[Entries taken from a collection]:
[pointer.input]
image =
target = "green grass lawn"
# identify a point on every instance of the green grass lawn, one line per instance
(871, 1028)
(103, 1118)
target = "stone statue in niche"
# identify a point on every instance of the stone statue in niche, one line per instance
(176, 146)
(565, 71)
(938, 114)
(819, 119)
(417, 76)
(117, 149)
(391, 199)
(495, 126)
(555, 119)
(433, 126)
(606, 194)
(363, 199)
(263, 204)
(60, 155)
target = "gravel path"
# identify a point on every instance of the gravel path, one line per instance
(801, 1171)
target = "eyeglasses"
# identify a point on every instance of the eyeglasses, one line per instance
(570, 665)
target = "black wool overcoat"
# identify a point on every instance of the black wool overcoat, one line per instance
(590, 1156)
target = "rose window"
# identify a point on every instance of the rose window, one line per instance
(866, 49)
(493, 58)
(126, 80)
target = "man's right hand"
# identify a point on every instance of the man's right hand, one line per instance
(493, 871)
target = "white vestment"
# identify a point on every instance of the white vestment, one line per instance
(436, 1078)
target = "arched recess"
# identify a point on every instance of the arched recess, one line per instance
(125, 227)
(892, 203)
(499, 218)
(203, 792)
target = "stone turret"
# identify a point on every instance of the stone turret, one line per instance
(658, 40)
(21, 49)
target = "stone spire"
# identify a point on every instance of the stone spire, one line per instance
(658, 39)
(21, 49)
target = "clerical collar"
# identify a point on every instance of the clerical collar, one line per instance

[What the task requires]:
Give the data back in full, matching it character for character.

[Written reply]:
[pointer.input]
image =
target = "green grass lawn"
# identify a point on every instance of the green grass lawn, one line per instance
(871, 1028)
(103, 1118)
target = "stone statue in niche"
# identify a point on every instance of the stone statue in niche, one line per instance
(176, 146)
(565, 71)
(938, 114)
(819, 119)
(417, 76)
(117, 149)
(391, 199)
(495, 126)
(555, 119)
(433, 126)
(606, 194)
(363, 199)
(263, 204)
(60, 155)
target = "gravel path"
# identify a point on every instance of the gravel path, one line per instance
(801, 1171)
target = "eyeglasses"
# identify a point on every instance of the eyeglasses, one line per instance
(570, 665)
target = "black wool overcoat"
# identify a point on every instance of the black wool overcoat, one line per instance
(590, 1156)
target = "rose window"
# identify a point on every instance of the rose window, one line per instance
(866, 49)
(493, 58)
(126, 80)
target = "man's right hand"
# identify a point on every instance of the man's right hand, one line per instance
(493, 871)
target = "white vestment"
# identify a point on every instance of the white vestment, one line per instance
(436, 1078)
target = "arched recess"
# identify a point on every instance of the arched recess, one line per instance
(125, 227)
(892, 203)
(499, 218)
(203, 792)
target = "stone turret"
# identify a point on every instance of the stone turret, one line per instance
(658, 40)
(21, 49)
target = "stone spire"
# identify a point on every instance of the stone spire, one line per instance
(658, 39)
(21, 49)
target = "clerical collar"
# identify a point on every instance of the clerical collar, one line per instance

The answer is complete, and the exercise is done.